▶ _Input_
++++
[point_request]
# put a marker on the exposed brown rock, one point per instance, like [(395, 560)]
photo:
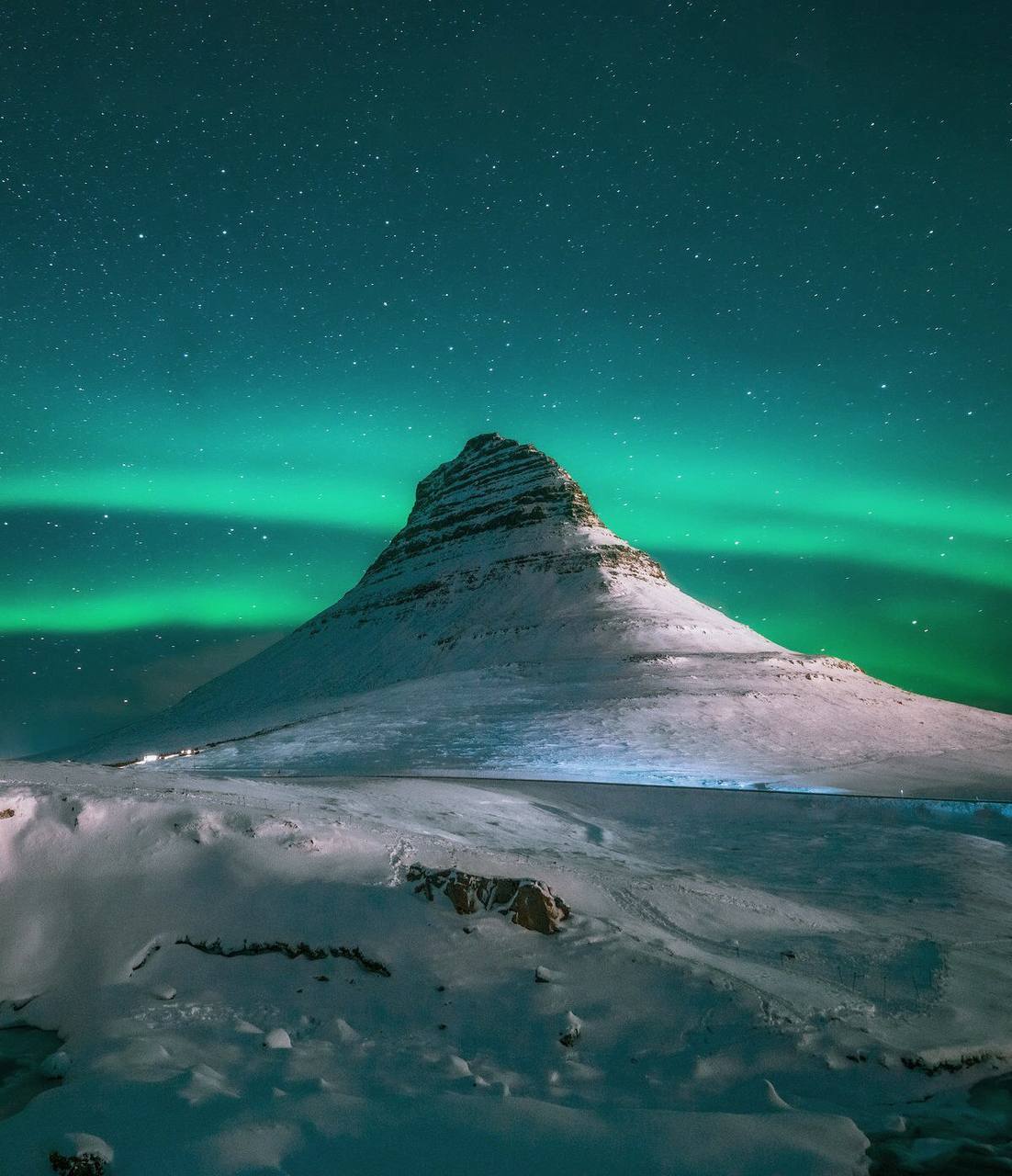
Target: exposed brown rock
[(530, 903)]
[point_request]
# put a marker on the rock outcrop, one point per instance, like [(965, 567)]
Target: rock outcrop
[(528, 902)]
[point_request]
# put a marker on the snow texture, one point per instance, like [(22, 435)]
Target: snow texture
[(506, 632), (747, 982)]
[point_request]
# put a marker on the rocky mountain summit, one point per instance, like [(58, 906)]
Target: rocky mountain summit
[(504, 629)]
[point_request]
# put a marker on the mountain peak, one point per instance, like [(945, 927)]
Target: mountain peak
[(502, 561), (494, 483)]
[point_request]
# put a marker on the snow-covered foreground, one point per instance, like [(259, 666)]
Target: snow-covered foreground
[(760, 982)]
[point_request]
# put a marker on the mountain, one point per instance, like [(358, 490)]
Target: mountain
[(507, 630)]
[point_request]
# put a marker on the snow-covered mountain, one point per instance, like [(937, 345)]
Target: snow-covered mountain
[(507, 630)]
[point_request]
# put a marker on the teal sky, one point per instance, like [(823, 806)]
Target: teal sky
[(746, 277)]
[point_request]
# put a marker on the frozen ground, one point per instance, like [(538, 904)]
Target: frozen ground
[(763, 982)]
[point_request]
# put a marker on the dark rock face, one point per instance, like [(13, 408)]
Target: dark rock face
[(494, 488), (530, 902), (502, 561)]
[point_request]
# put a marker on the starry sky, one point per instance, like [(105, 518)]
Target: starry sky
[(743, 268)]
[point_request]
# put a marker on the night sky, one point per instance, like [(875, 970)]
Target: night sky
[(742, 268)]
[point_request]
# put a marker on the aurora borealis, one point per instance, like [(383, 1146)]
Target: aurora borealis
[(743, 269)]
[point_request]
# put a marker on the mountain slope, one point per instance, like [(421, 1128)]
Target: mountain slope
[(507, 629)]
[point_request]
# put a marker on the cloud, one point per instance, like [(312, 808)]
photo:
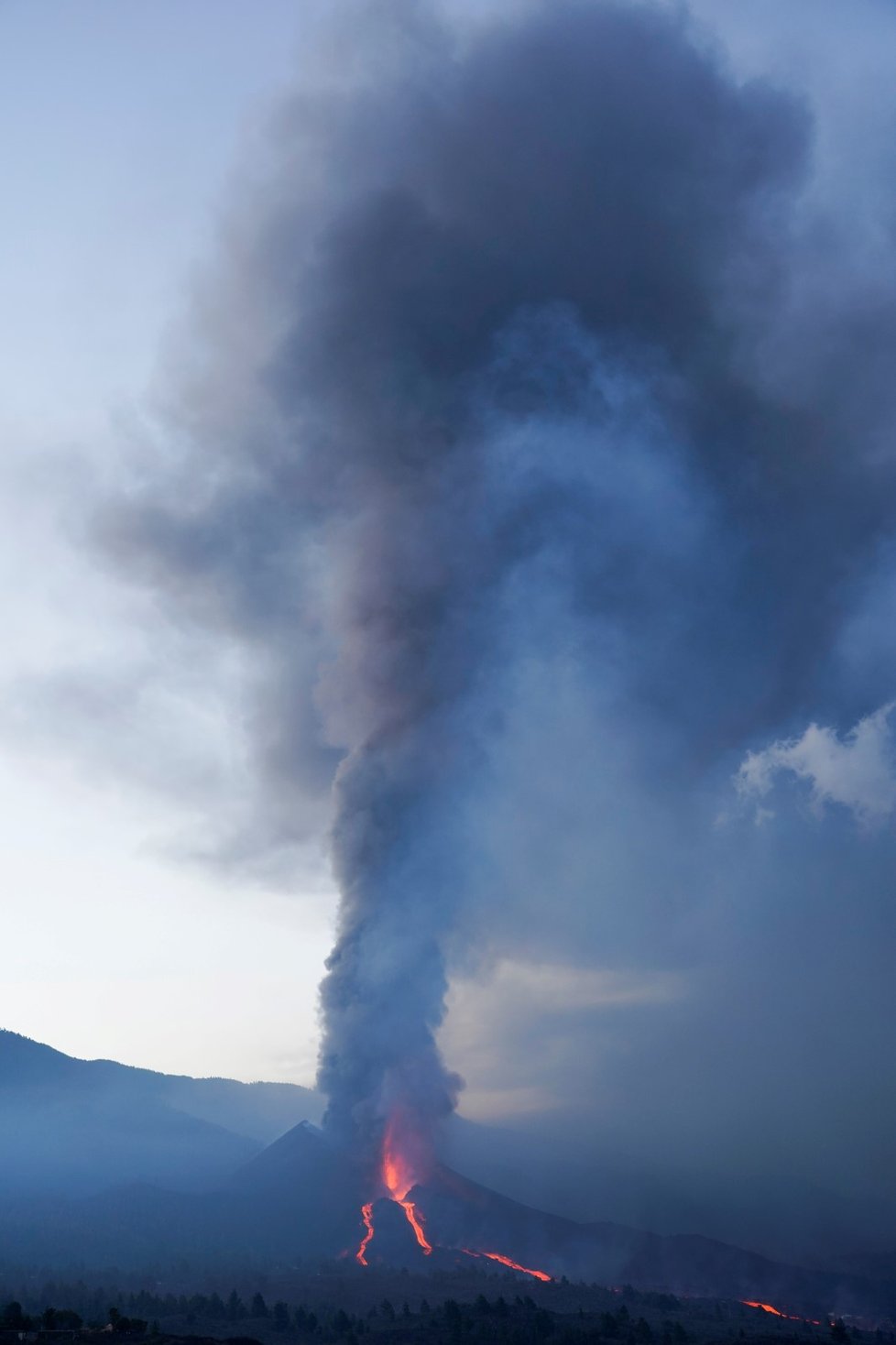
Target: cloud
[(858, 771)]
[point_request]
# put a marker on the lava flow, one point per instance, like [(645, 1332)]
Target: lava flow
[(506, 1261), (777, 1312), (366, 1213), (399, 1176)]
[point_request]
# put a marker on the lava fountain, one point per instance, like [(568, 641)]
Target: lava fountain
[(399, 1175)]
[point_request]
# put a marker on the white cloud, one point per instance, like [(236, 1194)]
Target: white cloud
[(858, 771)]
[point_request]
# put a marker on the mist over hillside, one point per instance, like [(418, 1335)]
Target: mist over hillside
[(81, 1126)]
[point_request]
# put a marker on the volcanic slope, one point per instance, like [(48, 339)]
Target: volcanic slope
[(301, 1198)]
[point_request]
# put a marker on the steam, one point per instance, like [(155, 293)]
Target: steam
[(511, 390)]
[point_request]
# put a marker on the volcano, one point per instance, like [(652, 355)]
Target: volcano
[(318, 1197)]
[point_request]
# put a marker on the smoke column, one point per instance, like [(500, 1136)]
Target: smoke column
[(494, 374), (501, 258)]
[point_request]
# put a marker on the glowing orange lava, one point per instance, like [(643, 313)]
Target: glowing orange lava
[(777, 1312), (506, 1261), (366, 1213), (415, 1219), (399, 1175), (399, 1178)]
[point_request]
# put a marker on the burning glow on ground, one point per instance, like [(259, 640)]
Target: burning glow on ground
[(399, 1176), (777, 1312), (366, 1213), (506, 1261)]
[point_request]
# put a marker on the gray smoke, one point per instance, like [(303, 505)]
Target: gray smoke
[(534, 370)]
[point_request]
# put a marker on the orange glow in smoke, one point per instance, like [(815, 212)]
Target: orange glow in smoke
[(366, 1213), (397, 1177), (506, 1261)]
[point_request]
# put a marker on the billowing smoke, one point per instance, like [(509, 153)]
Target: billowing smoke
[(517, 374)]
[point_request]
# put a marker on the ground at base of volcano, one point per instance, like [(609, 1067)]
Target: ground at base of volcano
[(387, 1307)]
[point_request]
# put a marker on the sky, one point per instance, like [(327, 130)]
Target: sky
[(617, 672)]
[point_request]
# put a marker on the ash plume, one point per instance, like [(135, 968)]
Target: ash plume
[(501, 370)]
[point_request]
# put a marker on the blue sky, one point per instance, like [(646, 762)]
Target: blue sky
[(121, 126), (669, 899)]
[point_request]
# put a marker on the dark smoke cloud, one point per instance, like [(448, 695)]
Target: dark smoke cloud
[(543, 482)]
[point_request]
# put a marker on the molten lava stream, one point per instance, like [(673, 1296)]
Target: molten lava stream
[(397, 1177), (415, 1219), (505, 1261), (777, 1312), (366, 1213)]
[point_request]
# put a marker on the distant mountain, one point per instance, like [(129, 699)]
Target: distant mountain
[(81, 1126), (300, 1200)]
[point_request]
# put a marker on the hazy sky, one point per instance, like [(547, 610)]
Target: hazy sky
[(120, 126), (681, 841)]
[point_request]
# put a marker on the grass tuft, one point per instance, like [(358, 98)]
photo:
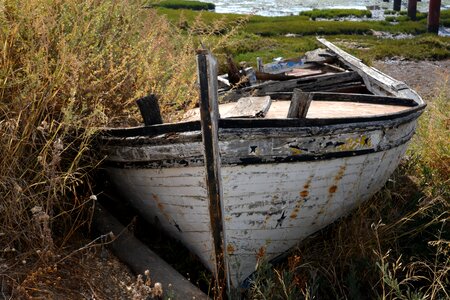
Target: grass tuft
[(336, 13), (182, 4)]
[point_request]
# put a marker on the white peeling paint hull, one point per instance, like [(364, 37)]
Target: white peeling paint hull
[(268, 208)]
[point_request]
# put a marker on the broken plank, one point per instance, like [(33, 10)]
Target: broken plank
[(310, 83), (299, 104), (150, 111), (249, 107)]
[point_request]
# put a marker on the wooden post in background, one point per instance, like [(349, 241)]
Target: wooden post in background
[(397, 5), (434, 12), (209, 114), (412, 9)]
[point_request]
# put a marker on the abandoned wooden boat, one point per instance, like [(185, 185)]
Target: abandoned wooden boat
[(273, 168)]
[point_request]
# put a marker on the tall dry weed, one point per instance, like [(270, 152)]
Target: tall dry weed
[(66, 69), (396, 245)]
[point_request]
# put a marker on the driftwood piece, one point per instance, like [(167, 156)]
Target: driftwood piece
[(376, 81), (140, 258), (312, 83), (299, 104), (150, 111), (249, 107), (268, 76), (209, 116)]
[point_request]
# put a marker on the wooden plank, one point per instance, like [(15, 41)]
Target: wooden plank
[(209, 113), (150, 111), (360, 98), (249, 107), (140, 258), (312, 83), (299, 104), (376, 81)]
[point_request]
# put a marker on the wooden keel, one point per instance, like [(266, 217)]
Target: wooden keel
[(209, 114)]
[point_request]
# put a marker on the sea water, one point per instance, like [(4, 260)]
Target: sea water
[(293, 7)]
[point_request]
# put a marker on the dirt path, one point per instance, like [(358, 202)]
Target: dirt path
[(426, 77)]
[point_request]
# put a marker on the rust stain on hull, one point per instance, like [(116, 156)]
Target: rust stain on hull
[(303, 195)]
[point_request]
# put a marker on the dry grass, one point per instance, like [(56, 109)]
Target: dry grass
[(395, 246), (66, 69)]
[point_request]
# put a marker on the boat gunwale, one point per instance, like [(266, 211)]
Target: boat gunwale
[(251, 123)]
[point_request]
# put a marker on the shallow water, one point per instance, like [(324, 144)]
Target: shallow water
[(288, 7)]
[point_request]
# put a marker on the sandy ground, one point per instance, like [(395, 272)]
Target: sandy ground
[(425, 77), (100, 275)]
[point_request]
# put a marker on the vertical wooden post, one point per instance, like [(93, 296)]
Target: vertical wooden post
++++
▶ _What you should do_
Convert every entry above into a Markdown table with two columns, Row and Line, putting each nonblank line in its own numbered row. Omit the pictures.

▶ _Written answer_
| Row | Line |
|---|---|
| 1 | [point_request] |
| 2 | # put a marker on the exposed brown rock, one point per instance, like [(395, 560)] |
| 3 | photo: |
| 4 | Target: exposed brown rock |
| 5 | [(530, 903)] |
| 6 | [point_request] |
| 7 | # put a marker on the rock outcrop, one point per instance, like [(965, 567)] |
| 8 | Target: rock outcrop |
| 9 | [(528, 902)] |
| 10 | [point_request] |
| 11 | # put a marker on the snow texture, one point per instance, like [(22, 435)] |
| 12 | Target: snow texture |
| 13 | [(506, 632), (747, 982)] |
| 14 | [point_request] |
| 15 | # put a marker on the rocky mountain summit, one point per instance, like [(58, 906)] |
| 16 | Target: rocky mountain summit |
| 17 | [(504, 629)] |
| 18 | [point_request] |
| 19 | # put a marker on the mountain peak, one point per instance, like [(945, 927)] |
| 20 | Target: mountain peak |
| 21 | [(502, 561), (494, 483)] |
| 22 | [point_request] |
| 23 | # put a marker on the snow-covered foreground, one point per instance, like [(259, 666)] |
| 24 | Target: snow-covered foreground |
| 25 | [(760, 982)] |
| 26 | [point_request] |
| 27 | # put a marker on the mountain, one point per instance, like [(358, 490)] |
| 28 | Target: mountain |
| 29 | [(507, 630)] |
| 30 | [point_request] |
| 31 | # put a marker on the snow-covered mountain, one point per instance, like [(937, 345)] |
| 32 | Target: snow-covered mountain |
| 33 | [(507, 630)] |
| 34 | [point_request] |
| 35 | # put a marker on the teal sky, one point per instance, like [(823, 806)] |
| 36 | Target: teal sky |
| 37 | [(746, 277)] |
| 38 | [point_request] |
| 39 | # put a marker on the frozen ground, one point per instance, like [(538, 904)] |
| 40 | Target: frozen ground |
| 41 | [(763, 982)] |
| 42 | [point_request] |
| 43 | # put a marker on the dark rock face, one point per instance, like [(13, 408)] |
| 44 | Target: dark rock face |
| 45 | [(494, 488), (530, 902), (502, 561)] |
| 46 | [point_request] |
| 47 | # put a marker on the starry sky, one point per instance, like [(105, 518)] |
| 48 | Target: starry sky |
| 49 | [(743, 268)] |
| 50 | [point_request] |
| 51 | # put a marker on the night sky, one point per instance, like [(875, 970)] |
| 52 | Target: night sky |
| 53 | [(742, 268)] |
| 54 | [point_request] |
| 55 | # put a marker on the aurora borealis, one point per instance, like [(383, 1146)] |
| 56 | Target: aurora borealis |
| 57 | [(743, 269)] |
| 58 | [point_request] |
| 59 | # put a marker on the mountain slope, one point per instance, like [(421, 1128)] |
| 60 | Target: mountain slope |
| 61 | [(507, 629)] |
| 62 | [point_request] |
| 63 | # put a marker on the cloud, one point per instance, like [(312, 808)] |
| 64 | photo: |
| 65 | Target: cloud |
| 66 | [(858, 771)] |
| 67 | [point_request] |
| 68 | # put a marker on the lava flow, one point per instance, like [(645, 1332)] |
| 69 | Target: lava flow |
| 70 | [(506, 1261), (777, 1312), (366, 1213), (399, 1176)] |
| 71 | [point_request] |
| 72 | # put a marker on the lava fountain, one point per instance, like [(568, 641)] |
| 73 | Target: lava fountain |
| 74 | [(399, 1175)] |
| 75 | [point_request] |
| 76 | # put a marker on the white cloud, one point per instance, like [(236, 1194)] |
| 77 | Target: white cloud |
| 78 | [(858, 771)] |
| 79 | [point_request] |
| 80 | # put a marker on the mist over hillside, one point per instance, like [(418, 1335)] |
| 81 | Target: mist over hillside |
| 82 | [(81, 1126)] |
| 83 | [point_request] |
| 84 | # put a marker on the volcanic slope, one point per instance, like [(48, 339)] |
| 85 | Target: volcanic slope |
| 86 | [(301, 1198)] |
| 87 | [point_request] |
| 88 | # put a marker on the steam, one point per instance, like [(155, 293)] |
| 89 | Target: steam |
| 90 | [(511, 390)] |
| 91 | [point_request] |
| 92 | # put a marker on the volcano, one point per instance, like [(652, 355)] |
| 93 | Target: volcano |
| 94 | [(318, 1197)] |
| 95 | [point_request] |
| 96 | # put a marker on the smoke column, one point per instance, like [(500, 1136)] |
| 97 | Target: smoke column |
| 98 | [(494, 374), (501, 258)] |
| 99 | [point_request] |
| 100 | # put a marker on the glowing orange lava, one point per instance, like [(643, 313)] |
| 101 | Target: glowing orange lava |
| 102 | [(777, 1312), (506, 1261), (366, 1213), (415, 1219), (399, 1175), (399, 1178)] |
| 103 | [point_request] |
| 104 | # put a marker on the burning glow on ground, one point per instance, like [(259, 640)] |
| 105 | Target: burning glow on ground |
| 106 | [(399, 1176), (777, 1312), (366, 1213), (506, 1261)] |
| 107 | [point_request] |
| 108 | # put a marker on the gray smoke, one point per instance, like [(303, 505)] |
| 109 | Target: gray smoke |
| 110 | [(534, 370)] |
| 111 | [point_request] |
| 112 | # put a marker on the orange glow in smoke, one point per instance, like [(815, 212)] |
| 113 | Target: orange glow in smoke |
| 114 | [(366, 1213), (397, 1177), (506, 1261)] |
| 115 | [point_request] |
| 116 | # put a marker on the billowing smoke, one point per instance, like [(509, 153)] |
| 117 | Target: billowing smoke |
| 118 | [(517, 374)] |
| 119 | [point_request] |
| 120 | # put a marker on the ground at base of volcano, one point per instance, like [(609, 1067)] |
| 121 | Target: ground at base of volcano |
| 122 | [(387, 1307)] |
| 123 | [point_request] |
| 124 | # put a marker on the sky, one point per instance, like [(327, 130)] |
| 125 | Target: sky |
| 126 | [(617, 672)] |
| 127 | [point_request] |
| 128 | # put a marker on the ash plume, one point per instance, like [(135, 968)] |
| 129 | Target: ash plume |
| 130 | [(501, 370)] |
| 131 | [point_request] |
| 132 | # put a marker on the blue sky, one point per instance, like [(646, 762)] |
| 133 | Target: blue sky |
| 134 | [(121, 126), (669, 899)] |
| 135 | [point_request] |
| 136 | # put a marker on the dark smoke cloud, one point per instance, like [(448, 695)] |
| 137 | Target: dark smoke cloud |
| 138 | [(543, 482)] |
| 139 | [point_request] |
| 140 | # put a marker on the molten lava stream, one point per instance, like [(673, 1296)] |
| 141 | Target: molten lava stream |
| 142 | [(397, 1177), (415, 1219), (505, 1261), (777, 1312), (366, 1213)] |
| 143 | [point_request] |
| 144 | # put a marker on the distant mountain, one point per instance, like [(129, 699)] |
| 145 | Target: distant mountain |
| 146 | [(81, 1126), (300, 1200)] |
| 147 | [point_request] |
| 148 | # put a marker on the hazy sky, one point per instance, like [(547, 610)] |
| 149 | Target: hazy sky |
| 150 | [(120, 126), (681, 841)] |
| 151 | [point_request] |
| 152 | # put a marker on the grass tuft, one point per instance, like [(358, 98)] |
| 153 | photo: |
| 154 | Target: grass tuft |
| 155 | [(336, 13), (182, 4)] |
| 156 | [point_request] |
| 157 | # put a marker on the white peeling paint hull, one point per instance, like [(364, 37)] |
| 158 | Target: white peeling paint hull |
| 159 | [(268, 208)] |
| 160 | [point_request] |
| 161 | # put a marker on the broken plank, one point per instance, like [(33, 10)] |
| 162 | Target: broken plank |
| 163 | [(310, 83), (299, 104), (150, 111), (249, 107)] |
| 164 | [point_request] |
| 165 | # put a marker on the wooden post in background, one point per instance, like [(349, 241)] |
| 166 | Target: wooden post in background |
| 167 | [(397, 5), (434, 12), (209, 114), (412, 9)] |
| 168 | [point_request] |
| 169 | # put a marker on the abandoned wooden boat, one point per instance, like [(185, 185)] |
| 170 | Target: abandoned wooden boat |
| 171 | [(273, 168)] |
| 172 | [point_request] |
| 173 | # put a marker on the tall dry weed, one point per instance, like [(270, 152)] |
| 174 | Target: tall dry weed |
| 175 | [(66, 69), (396, 245)] |
| 176 | [point_request] |
| 177 | # put a marker on the driftwood piece, one point per instance, like [(167, 156)] |
| 178 | Target: driftwood piece |
| 179 | [(376, 81), (140, 258), (312, 83), (299, 104), (150, 111), (249, 107), (268, 76), (209, 116)] |
| 180 | [point_request] |
| 181 | # put a marker on the wooden plank, one point per instance, like [(15, 41)] |
| 182 | Target: wooden plank |
| 183 | [(209, 113), (150, 111), (360, 98), (249, 107), (140, 258), (312, 83), (299, 104), (376, 81)] |
| 184 | [point_request] |
| 185 | # put a marker on the wooden keel, one point per instance, like [(266, 217)] |
| 186 | Target: wooden keel |
| 187 | [(209, 114)] |
| 188 | [point_request] |
| 189 | # put a marker on the sea water, one point per instance, like [(4, 260)] |
| 190 | Target: sea water |
| 191 | [(293, 7)] |
| 192 | [point_request] |
| 193 | # put a marker on the dirt path, one point per instance, like [(358, 202)] |
| 194 | Target: dirt path |
| 195 | [(426, 77)] |
| 196 | [point_request] |
| 197 | # put a marker on the rust stain on hull, one point per instance, like [(116, 156)] |
| 198 | Target: rust stain on hull |
| 199 | [(303, 195)] |
| 200 | [point_request] |
| 201 | # put a marker on the dry grass, one point per instance, like [(56, 109)] |
| 202 | Target: dry grass |
| 203 | [(395, 246), (66, 69)] |
| 204 | [point_request] |
| 205 | # put a marker on the boat gunwale, one point per instance, like [(266, 211)] |
| 206 | Target: boat gunwale |
| 207 | [(251, 123)] |
| 208 | [point_request] |
| 209 | # put a marker on the shallow water, one point per instance, like [(324, 144)] |
| 210 | Target: shallow water |
| 211 | [(288, 7)] |
| 212 | [point_request] |
| 213 | # put a marker on the sandy ground, one point per instance, like [(395, 272)] |
| 214 | Target: sandy ground |
| 215 | [(425, 77), (100, 275)] |
| 216 | [point_request] |
| 217 | # put a marker on the vertical wooden post, one point per instance, like [(93, 296)] |
| 218 | Target: vertical wooden post |